As impoverished as The Joads from the pages of “The Grapes Of Wrath.” The Joads—the 99 percenters not voting the interest of the one percenters is described as class warfare. Seldom do the one-percenters describe themselves as plutocrats and the ever widening income gap between the haves and have-nots as the road to oligarchy.

But why should these fat cats be so insightful? Anytime one can get those who sit in the bleachers to follow as gospel the words of those who sit in the box suites—that’s great messaging. In play in this messaging are buzz word bonanzas for those as penuries as Job’s Turkey to the Noblesse Oblige. Most have heard some that work for the government and have the attendant benefits say “government can’t create jobs.” Indeed, for all government employees—local, state, federal, elected, appointed—there ought to be a mawkish nonsense to such suppositions.

To give main street credibility to such suppositions they are attached to concepts and linked to terms such as un-American—which translates into: the opposition party’s perspective; Socialist—may be elsewhere described as a seeker of fairness; apologetic and appeasement—can be deciphered into diplomacy and non-war monger; job creators—becomes a short euphemism for the one-percenters who will not be asked to pay more taxes clique which morphed into refuse to pay my fair share tax untouchables. Likewise, class warfare—damn right indeed there is. Bring it; the antagonists are the few haves battling the many have-nots.

For tax purpoes the Maginot Line is $250,000 those above it being asked to pay at the Clinton era rates those below will have no rate increase. Most of the complainants appear as obstructionists, birthers, haters and hurters. And like this columnist not an economist.

Pro-union interest group supporters may be told by minions of business barons to shut-up and thank masters so they can pay you what, when and if they want; bi-partisanship: plays out as disloyal opposition metamorphosed into an uncompromising TEA Party with bully myopic intractability and my way or the highway dicta.

********************

Work to complete |
1/ Summarize the column in two sentences.
2/ According to the column, what income level serves as the dividing line for tax purposes?
3/ Pull out the stretch of the column from "As impoverished as" through "nonsense to such suppositions.".

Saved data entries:

********************

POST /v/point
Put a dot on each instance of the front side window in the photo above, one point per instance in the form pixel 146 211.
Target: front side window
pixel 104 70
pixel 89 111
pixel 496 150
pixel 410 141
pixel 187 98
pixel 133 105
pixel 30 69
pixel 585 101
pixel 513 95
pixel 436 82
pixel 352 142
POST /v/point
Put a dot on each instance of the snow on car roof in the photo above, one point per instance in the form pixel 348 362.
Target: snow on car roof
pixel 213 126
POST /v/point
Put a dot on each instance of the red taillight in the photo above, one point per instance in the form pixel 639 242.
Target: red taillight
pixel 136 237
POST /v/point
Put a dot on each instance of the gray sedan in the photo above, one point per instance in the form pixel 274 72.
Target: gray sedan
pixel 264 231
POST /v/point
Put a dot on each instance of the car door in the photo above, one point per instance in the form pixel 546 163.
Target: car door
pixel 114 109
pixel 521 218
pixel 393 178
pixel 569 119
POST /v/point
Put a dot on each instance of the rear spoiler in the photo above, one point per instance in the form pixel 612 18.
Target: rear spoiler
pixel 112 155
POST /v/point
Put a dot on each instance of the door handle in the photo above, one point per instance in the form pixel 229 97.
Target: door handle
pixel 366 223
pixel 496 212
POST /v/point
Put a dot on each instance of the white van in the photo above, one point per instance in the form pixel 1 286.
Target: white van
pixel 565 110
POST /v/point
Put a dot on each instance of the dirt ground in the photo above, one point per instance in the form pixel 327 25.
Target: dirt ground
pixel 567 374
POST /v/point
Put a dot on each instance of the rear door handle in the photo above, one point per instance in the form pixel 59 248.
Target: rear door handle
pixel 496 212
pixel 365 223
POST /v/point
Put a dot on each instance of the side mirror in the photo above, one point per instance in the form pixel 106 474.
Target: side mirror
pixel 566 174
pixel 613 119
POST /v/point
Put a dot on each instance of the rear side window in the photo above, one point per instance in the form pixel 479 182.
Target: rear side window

********************

Written answers |
1/ The column says that when the 99 percent do not vote in the interest of the one percent, it is called class warfare, while the one percent seldom call the widening income gap a road to oligarchy. It argues that buzzwords such as "un-American," "Socialist," and "job creators" give main street credibility to such claims, and it puts the tax dividing line at $250,000, with those above it asked to pay Clinton-era rates.

2/ $250,000.

3/
As impoverished as The Joads from the pages of “The Grapes Of Wrath.” The Joads—the 99 percenters not voting the interest of the one percenters is described as class warfare. Seldom do the one-percenters describe themselves as plutocrats and the ever widening income gap between the haves and have-nots as the road to oligarchy.

But why should these fat cats be so insightful? Anytime one can get those who sit in the bleachers to follow as gospel the words of those who sit in the box suites—that’s great messaging. In play in this messaging are buzz word bonanzas for those as penuries as Job’s Turkey to the Noblesse Oblige. Most have heard some that work for the government and have the attendant benefits say “government can’t create jobs.” Indeed, for all government employees—local, state, federal, elected, appointed—there ought to be a mawkish nonsense to such suppositions.